» **Exercise description**: Return the whole listing, line for line, without the pictures in it.

» **Data excerpts**:
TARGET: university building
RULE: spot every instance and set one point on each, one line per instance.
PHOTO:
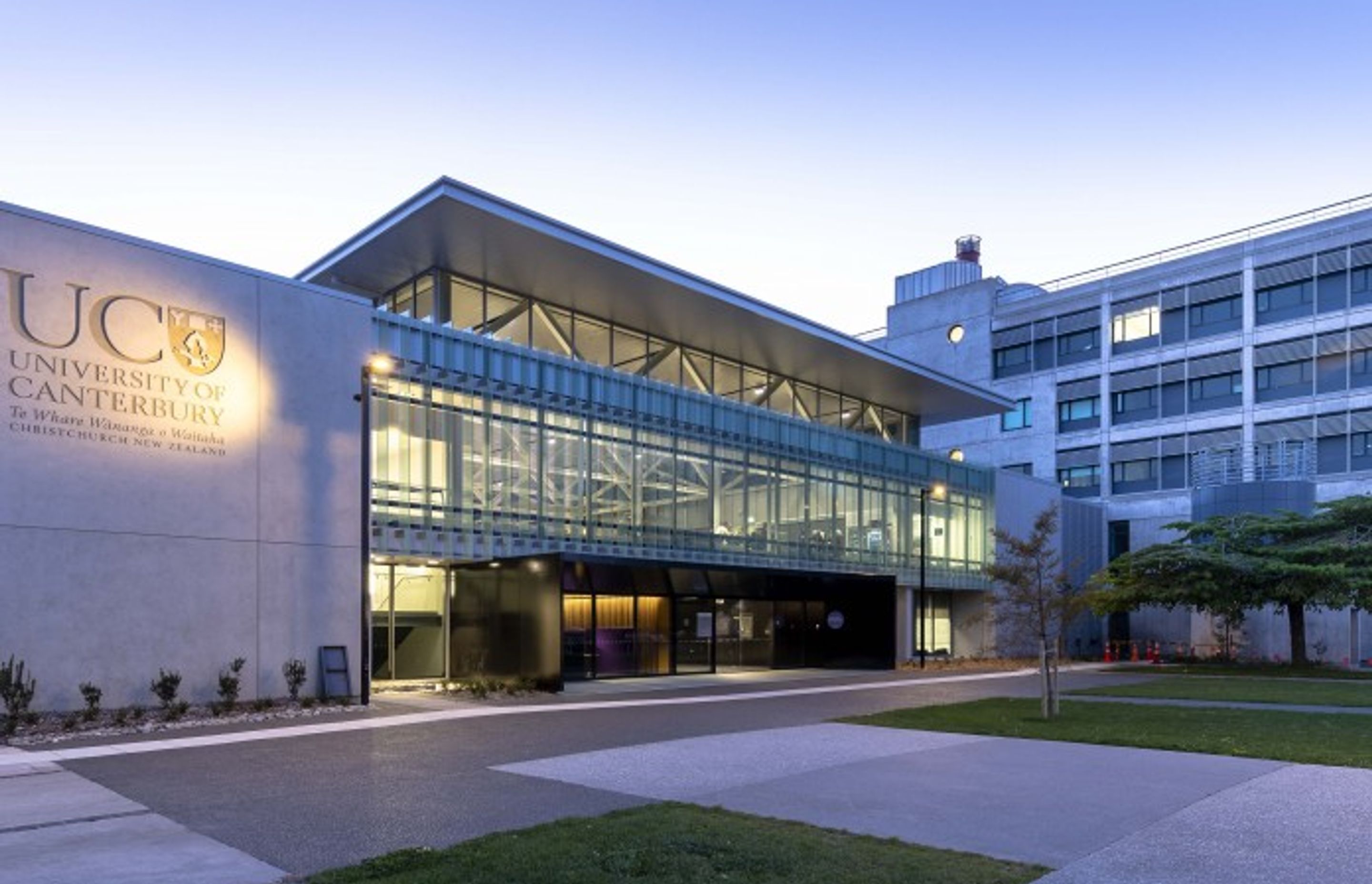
(471, 440)
(1229, 375)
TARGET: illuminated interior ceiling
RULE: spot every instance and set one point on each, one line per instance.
(456, 227)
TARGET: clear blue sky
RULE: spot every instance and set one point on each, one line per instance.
(803, 153)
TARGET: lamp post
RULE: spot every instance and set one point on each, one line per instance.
(936, 491)
(376, 366)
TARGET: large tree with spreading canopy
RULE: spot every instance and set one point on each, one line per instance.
(1229, 564)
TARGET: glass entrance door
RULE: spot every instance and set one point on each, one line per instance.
(409, 622)
(615, 651)
(578, 645)
(695, 632)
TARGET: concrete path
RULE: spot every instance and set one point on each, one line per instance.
(1226, 704)
(57, 827)
(1094, 813)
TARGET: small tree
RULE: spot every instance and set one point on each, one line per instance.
(294, 673)
(91, 693)
(17, 692)
(231, 681)
(165, 687)
(1035, 600)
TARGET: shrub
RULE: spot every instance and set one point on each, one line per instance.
(231, 683)
(294, 673)
(91, 695)
(17, 692)
(165, 687)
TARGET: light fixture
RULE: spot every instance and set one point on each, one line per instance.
(381, 364)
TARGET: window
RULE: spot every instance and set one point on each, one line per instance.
(1216, 316)
(1084, 408)
(1279, 382)
(1218, 388)
(1119, 540)
(1135, 326)
(1078, 346)
(1080, 480)
(1139, 400)
(1362, 285)
(1285, 301)
(1013, 360)
(1360, 367)
(1134, 475)
(1019, 418)
(1362, 451)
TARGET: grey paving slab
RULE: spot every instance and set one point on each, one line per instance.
(686, 769)
(1017, 799)
(18, 763)
(47, 798)
(1297, 825)
(130, 850)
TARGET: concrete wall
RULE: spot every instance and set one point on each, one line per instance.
(166, 514)
(1080, 541)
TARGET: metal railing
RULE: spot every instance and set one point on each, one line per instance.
(1264, 462)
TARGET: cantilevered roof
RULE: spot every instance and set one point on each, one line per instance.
(464, 230)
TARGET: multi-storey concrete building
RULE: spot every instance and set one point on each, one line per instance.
(1230, 372)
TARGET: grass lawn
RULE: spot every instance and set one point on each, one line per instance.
(1246, 691)
(681, 844)
(1251, 670)
(1305, 738)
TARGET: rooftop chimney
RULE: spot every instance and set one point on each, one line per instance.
(969, 249)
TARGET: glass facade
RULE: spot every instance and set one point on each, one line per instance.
(454, 301)
(484, 448)
(559, 496)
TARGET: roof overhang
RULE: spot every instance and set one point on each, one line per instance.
(464, 230)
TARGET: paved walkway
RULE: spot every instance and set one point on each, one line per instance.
(57, 828)
(1226, 704)
(1094, 813)
(456, 712)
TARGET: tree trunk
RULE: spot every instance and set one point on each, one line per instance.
(1296, 618)
(1045, 680)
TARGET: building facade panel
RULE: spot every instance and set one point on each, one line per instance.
(1254, 337)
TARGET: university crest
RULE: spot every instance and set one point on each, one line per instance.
(197, 340)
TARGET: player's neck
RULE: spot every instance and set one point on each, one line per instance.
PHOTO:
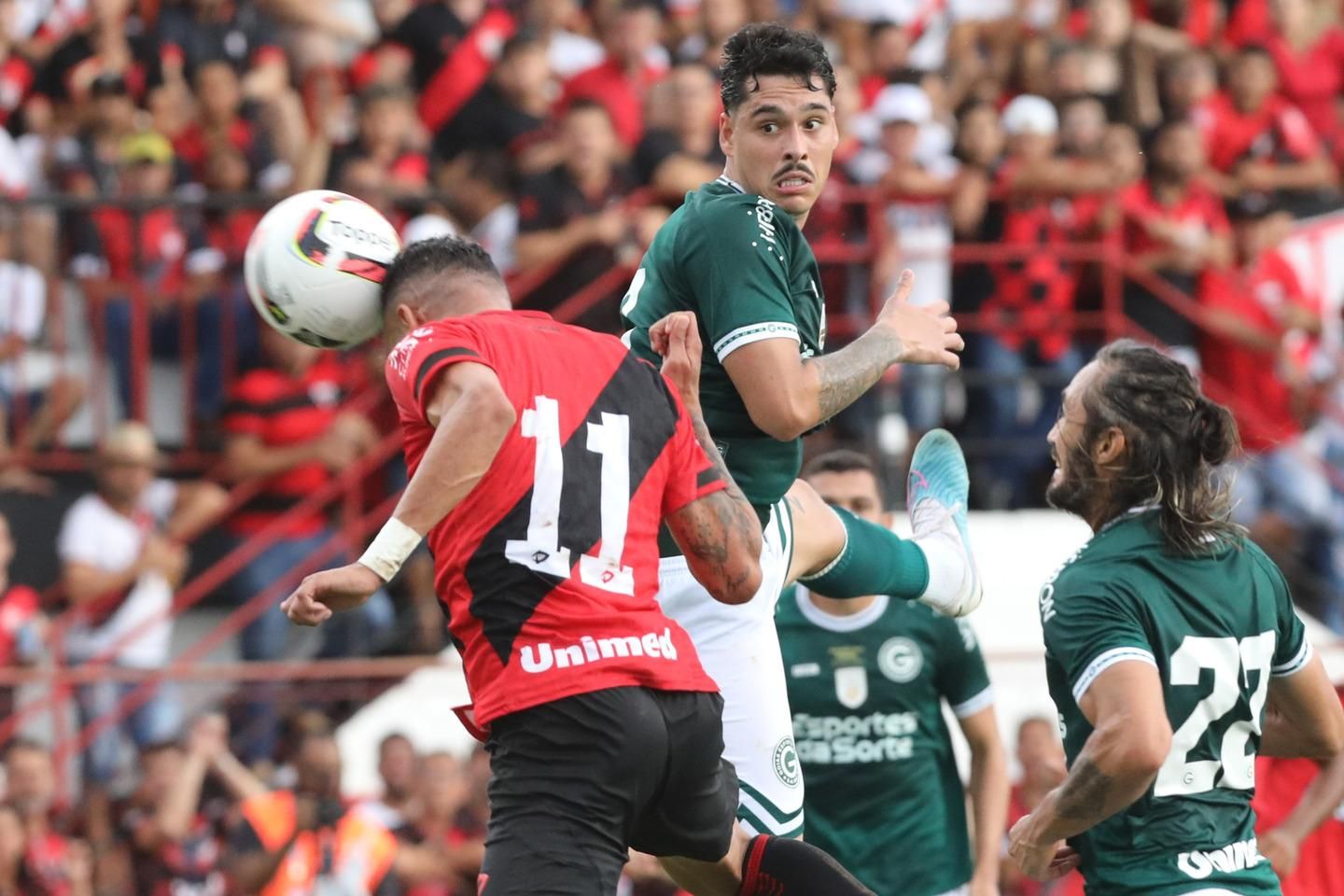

» **In response**:
TARGET: university building
RULE: spot every instance and set one point on each, one line per instance.
PHOTO:
(471, 440)
(1229, 375)
TARGET: illuminated interior ceiling
RULE: spot every instance and set one point on each, one line per instance.
(456, 227)
TARGET: clear blue sky
RULE: spot every instance and set one point on each, one line per instance.
(803, 153)
TARGET: lamp post
RULE: spot every instance and set one point on each, one line per instance.
(936, 491)
(376, 366)
TARGET: large tree with spreading canopy
RULE: spot every instance and set one point on each, one line per instance.
(1229, 564)
TARGET: glass entrance door
RULE: spot every instance and set one point on each, one line per instance.
(409, 622)
(615, 651)
(578, 645)
(695, 632)
TARGET: concrete path
RULE: spot every instance and set one point on each, one line per instance.
(1226, 704)
(57, 827)
(1094, 813)
TARGET: small tree
RULE: spot every instance and set one point on each, one line per instance.
(294, 673)
(91, 693)
(17, 692)
(231, 681)
(165, 687)
(1035, 600)
TARGET: shrub
RULE: spot every instance and set one point on each, one line per instance.
(231, 683)
(294, 673)
(91, 695)
(17, 692)
(165, 687)
TARGET: light fixture
RULE: spot every instance and set one point on each, one line per instance.
(381, 364)
TARGET: window
RULE: spot every instance and set one point on each, one line per instance.
(1216, 316)
(1084, 408)
(1279, 382)
(1218, 388)
(1119, 540)
(1135, 326)
(1078, 346)
(1080, 480)
(1139, 400)
(1362, 285)
(1285, 301)
(1013, 360)
(1360, 367)
(1134, 475)
(1019, 418)
(1362, 451)
TARGET: grey paving slab
RULE: spot every instance and set one point on each, one line per instance.
(686, 769)
(1017, 799)
(18, 763)
(47, 798)
(1297, 825)
(130, 850)
TARGET: concrete wall
RULE: spot every instance and set one point on each, one line per instance.
(166, 514)
(1080, 541)
TARGET: metal railing
RULE: spot every instance and set one point on each, one line per instance.
(1264, 462)
TARGET: cantilevered roof
RULE: spot every instance and set one point on each, one line per instance.
(464, 230)
TARGET: multi-storey concrete building
RULE: spot every instance and set one point on each, one line per instance.
(1230, 372)
TARGET: grass lawn
RULE: spot every instance and set one point on each, one line per instance.
(1246, 691)
(681, 844)
(1251, 670)
(1305, 738)
TARGET: rooftop chimney
RULE: spot every instance and set one point on each, one line per instance.
(969, 249)
TARGET: glass facade
RULE: spot every instance and set one point on each, one line per instance.
(454, 301)
(484, 448)
(559, 496)
TARGET: roof overhang
RULE: spot every instance and set one point on each, one line per instance.
(464, 230)
TARGET: paved walkway
RULE: spot every instance and set one point on each, one line per instance.
(57, 828)
(1226, 704)
(1094, 813)
(456, 712)
TARGET: tree trunk
RULE: spot every instance and set one point on each, one line per instance.
(1296, 618)
(1045, 680)
TARGET: building facade panel
RULE: spot every instance and set one point on each, one line per instance.
(1254, 337)
TARGET: university crest
RULE: spot every instance and set one point on each, one line per instance.
(197, 340)
TARGET: player's neck
RULE: spot every instance and set one point on each, one line per instance.
PHOTO:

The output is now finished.